* Requirement *
Please write out each of the records below word for word, with every line unchanged.

__________

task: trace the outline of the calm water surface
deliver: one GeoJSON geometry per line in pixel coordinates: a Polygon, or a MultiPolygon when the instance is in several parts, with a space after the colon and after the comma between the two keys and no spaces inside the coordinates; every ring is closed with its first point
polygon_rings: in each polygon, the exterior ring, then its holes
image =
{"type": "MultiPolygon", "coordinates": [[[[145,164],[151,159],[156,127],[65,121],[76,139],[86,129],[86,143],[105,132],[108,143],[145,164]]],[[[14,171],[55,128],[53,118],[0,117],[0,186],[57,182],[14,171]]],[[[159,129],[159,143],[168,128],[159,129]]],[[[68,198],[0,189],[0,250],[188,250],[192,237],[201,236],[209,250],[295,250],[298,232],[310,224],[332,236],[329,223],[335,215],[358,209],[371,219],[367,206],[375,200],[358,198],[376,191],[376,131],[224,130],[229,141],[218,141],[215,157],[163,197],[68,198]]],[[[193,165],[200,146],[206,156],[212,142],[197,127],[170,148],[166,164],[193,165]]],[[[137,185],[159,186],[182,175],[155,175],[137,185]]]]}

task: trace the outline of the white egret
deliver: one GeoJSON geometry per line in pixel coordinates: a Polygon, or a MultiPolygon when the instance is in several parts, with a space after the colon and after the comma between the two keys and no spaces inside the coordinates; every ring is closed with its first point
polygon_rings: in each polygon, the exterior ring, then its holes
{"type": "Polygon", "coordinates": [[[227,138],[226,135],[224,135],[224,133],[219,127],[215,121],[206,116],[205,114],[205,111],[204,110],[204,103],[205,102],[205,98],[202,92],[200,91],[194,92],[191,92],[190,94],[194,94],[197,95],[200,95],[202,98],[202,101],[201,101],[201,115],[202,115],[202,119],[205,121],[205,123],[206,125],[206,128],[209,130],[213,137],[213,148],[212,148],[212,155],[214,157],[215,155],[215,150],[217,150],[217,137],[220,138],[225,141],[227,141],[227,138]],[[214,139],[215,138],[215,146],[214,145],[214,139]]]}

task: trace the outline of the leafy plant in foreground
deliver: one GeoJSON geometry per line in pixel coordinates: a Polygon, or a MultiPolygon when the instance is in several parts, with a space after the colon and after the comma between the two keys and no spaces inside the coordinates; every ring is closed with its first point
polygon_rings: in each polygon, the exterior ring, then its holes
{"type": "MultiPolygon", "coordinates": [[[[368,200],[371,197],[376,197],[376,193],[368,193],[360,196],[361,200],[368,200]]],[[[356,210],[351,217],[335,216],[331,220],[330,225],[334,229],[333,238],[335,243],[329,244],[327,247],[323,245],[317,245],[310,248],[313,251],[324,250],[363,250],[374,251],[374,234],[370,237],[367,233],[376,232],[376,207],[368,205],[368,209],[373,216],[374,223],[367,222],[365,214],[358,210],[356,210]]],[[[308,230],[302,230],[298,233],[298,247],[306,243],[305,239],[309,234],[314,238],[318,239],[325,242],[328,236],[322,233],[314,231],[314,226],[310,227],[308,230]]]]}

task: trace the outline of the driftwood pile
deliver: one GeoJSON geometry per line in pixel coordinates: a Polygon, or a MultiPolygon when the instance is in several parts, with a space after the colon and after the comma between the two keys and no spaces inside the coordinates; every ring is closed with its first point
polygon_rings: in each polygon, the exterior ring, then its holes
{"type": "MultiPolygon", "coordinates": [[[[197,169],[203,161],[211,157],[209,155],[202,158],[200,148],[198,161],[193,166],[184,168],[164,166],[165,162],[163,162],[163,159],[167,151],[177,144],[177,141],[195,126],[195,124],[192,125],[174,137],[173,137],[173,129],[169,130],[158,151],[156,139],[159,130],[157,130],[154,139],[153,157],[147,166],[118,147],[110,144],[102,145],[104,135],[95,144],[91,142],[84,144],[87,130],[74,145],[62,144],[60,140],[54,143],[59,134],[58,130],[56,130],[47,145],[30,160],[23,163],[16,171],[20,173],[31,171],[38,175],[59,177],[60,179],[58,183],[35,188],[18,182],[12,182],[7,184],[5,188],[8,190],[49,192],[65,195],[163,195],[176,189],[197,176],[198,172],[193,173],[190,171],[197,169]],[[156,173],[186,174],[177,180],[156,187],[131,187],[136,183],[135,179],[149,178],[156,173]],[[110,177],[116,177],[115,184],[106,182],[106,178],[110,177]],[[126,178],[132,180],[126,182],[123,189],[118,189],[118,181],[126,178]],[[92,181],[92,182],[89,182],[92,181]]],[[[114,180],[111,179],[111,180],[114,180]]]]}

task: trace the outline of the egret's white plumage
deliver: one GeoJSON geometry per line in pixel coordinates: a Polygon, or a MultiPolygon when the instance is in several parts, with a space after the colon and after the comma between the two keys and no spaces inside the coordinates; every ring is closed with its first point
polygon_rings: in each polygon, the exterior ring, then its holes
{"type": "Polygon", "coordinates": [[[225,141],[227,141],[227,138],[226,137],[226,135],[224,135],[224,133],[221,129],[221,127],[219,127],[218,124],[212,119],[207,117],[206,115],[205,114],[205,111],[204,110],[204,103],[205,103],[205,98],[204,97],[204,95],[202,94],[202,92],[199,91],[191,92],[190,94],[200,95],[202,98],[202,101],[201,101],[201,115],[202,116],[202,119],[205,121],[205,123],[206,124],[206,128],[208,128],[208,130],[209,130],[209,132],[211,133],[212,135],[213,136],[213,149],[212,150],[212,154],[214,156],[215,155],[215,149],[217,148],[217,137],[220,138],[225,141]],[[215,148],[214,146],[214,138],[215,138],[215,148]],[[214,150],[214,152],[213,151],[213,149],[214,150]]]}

__________

* Result of the task *
task: trace the outline of the calm water surface
deliver: one GeoJSON geometry per line in pixel coordinates: a Polygon, or a MultiPolygon when the instance is in several parts, with a space after the colon and after the comma between the two keys and no spaces inside the coordinates; every ring is closed with its first point
polygon_rings: in each polygon, the exterior ring, then its holes
image =
{"type": "MultiPolygon", "coordinates": [[[[145,164],[151,159],[156,127],[65,121],[76,139],[86,129],[86,143],[105,132],[108,143],[145,164]]],[[[14,171],[55,128],[53,118],[0,117],[0,186],[57,182],[14,171]]],[[[159,129],[159,143],[168,128],[159,129]]],[[[68,198],[0,189],[0,250],[188,250],[192,237],[201,236],[209,250],[295,250],[298,232],[310,224],[332,236],[329,223],[335,215],[358,209],[371,219],[367,206],[375,200],[358,198],[376,191],[376,131],[224,130],[229,141],[218,141],[215,157],[163,197],[68,198]]],[[[193,165],[200,146],[206,156],[212,142],[197,127],[170,148],[166,164],[193,165]]],[[[137,185],[159,186],[182,175],[155,175],[137,185]]]]}

task: trace the outline of the white egret
deliver: one GeoJSON geometry per line in pixel coordinates: a Polygon, or a MultiPolygon when the instance is in several parts, with a space after the colon and after the comma between the two keys and no spaces inside the coordinates; every ring is closed with its first point
polygon_rings: in each polygon, the exterior ring, then its holes
{"type": "Polygon", "coordinates": [[[227,138],[226,135],[224,135],[224,133],[219,127],[215,121],[206,116],[205,114],[205,111],[204,110],[204,103],[205,102],[205,98],[202,92],[200,91],[194,92],[191,92],[190,94],[194,94],[197,95],[200,95],[202,98],[202,101],[201,101],[201,115],[202,115],[202,119],[205,121],[205,123],[206,125],[206,128],[209,130],[213,137],[213,148],[212,148],[212,155],[214,157],[215,155],[215,150],[217,150],[217,137],[220,138],[225,141],[227,141],[227,138]],[[214,139],[215,138],[215,146],[214,145],[214,139]]]}

task: trace the outline of the leafy plant in foreground
deliver: one GeoJSON geometry per line in pixel coordinates: a Polygon, or a MultiPolygon when the instance is in several parts, with a space after the colon and after the comma between the two keys and no spaces inside the coordinates; every ring is closed with its first point
polygon_rings: in each polygon, the exterior ring, then its holes
{"type": "MultiPolygon", "coordinates": [[[[368,200],[371,197],[376,197],[376,193],[368,193],[360,196],[361,200],[368,200]]],[[[356,210],[351,217],[335,216],[331,220],[330,225],[334,229],[333,238],[335,243],[329,244],[327,247],[323,245],[317,245],[310,248],[313,251],[324,250],[363,250],[374,251],[374,234],[370,237],[367,233],[376,232],[376,207],[368,205],[368,209],[373,216],[374,223],[367,222],[365,214],[358,210],[356,210]]],[[[308,230],[302,230],[298,233],[298,247],[306,243],[305,239],[309,234],[314,238],[318,239],[325,242],[328,236],[322,233],[314,231],[314,226],[310,227],[308,230]]]]}

task: trace the outline of the driftwood pile
deliver: one GeoJSON geometry per line in pixel coordinates: a Polygon, or a MultiPolygon when the instance is in several parts, with a space after the colon and after the comma between the two keys and no spaces inside the coordinates; every ring is closed with its first point
polygon_rings: in each polygon, the exterior ring, then its holes
{"type": "MultiPolygon", "coordinates": [[[[197,169],[203,161],[211,157],[209,155],[202,158],[200,148],[198,161],[193,166],[184,168],[164,166],[165,162],[163,162],[163,159],[167,151],[177,144],[177,141],[195,126],[195,124],[192,125],[174,137],[173,137],[173,129],[169,130],[158,151],[156,139],[159,130],[157,130],[154,139],[153,157],[147,166],[118,147],[110,144],[102,145],[104,135],[95,144],[91,142],[84,144],[87,130],[74,145],[62,144],[60,140],[54,143],[59,134],[58,130],[56,130],[47,145],[30,160],[23,163],[16,171],[20,173],[31,171],[38,175],[59,177],[60,179],[58,183],[35,188],[18,182],[12,182],[7,184],[5,188],[8,190],[49,192],[65,195],[163,195],[176,189],[197,176],[198,172],[193,173],[190,171],[197,169]],[[156,173],[186,174],[177,180],[156,187],[131,187],[136,183],[135,179],[149,178],[156,173]],[[110,177],[116,177],[115,184],[106,182],[106,178],[110,177]],[[126,178],[132,180],[126,182],[123,189],[118,189],[118,181],[126,178]],[[92,181],[92,182],[89,182],[92,181]]],[[[114,180],[111,179],[111,180],[114,180]]]]}

task: trace the outline of the egret's white plumage
deliver: one GeoJSON geometry per line in pixel coordinates: a Polygon, or a MultiPolygon when the instance is in several parts, with a space after the colon and after the comma between the two keys and no spaces inside the coordinates; every ring is closed with its first point
polygon_rings: in each polygon, the exterior ring, then its holes
{"type": "Polygon", "coordinates": [[[225,141],[227,141],[227,138],[226,137],[226,135],[224,135],[224,133],[221,129],[221,127],[219,127],[218,124],[212,119],[207,117],[206,115],[205,114],[205,111],[204,110],[204,103],[205,103],[205,98],[204,97],[204,95],[202,94],[202,92],[199,91],[191,92],[190,94],[200,95],[202,98],[202,101],[201,101],[201,115],[202,116],[202,119],[205,121],[205,123],[206,124],[206,128],[208,128],[208,130],[209,130],[209,132],[211,133],[212,135],[213,136],[213,149],[212,150],[212,154],[214,156],[215,155],[215,149],[217,148],[217,137],[220,138],[225,141]],[[215,148],[214,146],[214,138],[215,138],[215,148]],[[214,150],[214,152],[213,151],[213,149],[214,150]]]}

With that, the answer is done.